Your task is to gather the lines below that hold the string "Drop".

» Data to use:
#####
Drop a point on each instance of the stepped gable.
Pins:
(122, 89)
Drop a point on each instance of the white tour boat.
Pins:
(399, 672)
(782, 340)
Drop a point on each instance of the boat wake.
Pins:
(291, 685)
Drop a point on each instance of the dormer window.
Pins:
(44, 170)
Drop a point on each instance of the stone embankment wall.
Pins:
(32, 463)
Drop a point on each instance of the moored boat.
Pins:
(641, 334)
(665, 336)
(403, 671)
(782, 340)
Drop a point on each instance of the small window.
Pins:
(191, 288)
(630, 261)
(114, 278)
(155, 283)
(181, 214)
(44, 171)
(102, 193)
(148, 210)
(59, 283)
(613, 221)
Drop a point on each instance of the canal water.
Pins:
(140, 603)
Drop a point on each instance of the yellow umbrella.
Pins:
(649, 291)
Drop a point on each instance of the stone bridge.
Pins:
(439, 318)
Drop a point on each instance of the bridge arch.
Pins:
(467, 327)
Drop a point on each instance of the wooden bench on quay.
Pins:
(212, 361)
#####
» Task answer:
Drop a point on each instance of the stepped gable.
Drop a point on each instance of the white tour boat.
Drop a point on each instance of the boat wake.
Drop a point on each instance of the dormer window.
Drop a point on each instance of the stone embankment wall.
Drop a point on each instance of the moored boat.
Drop a point on each instance of the small window.
Drop a point on each instance of the canal water.
Drop a point on each instance of the yellow umbrella.
Drop a point on each instance of the stone bridge.
Drop a point on each instance of the bridge arch.
Drop a point on each instance of the wooden bench on quay.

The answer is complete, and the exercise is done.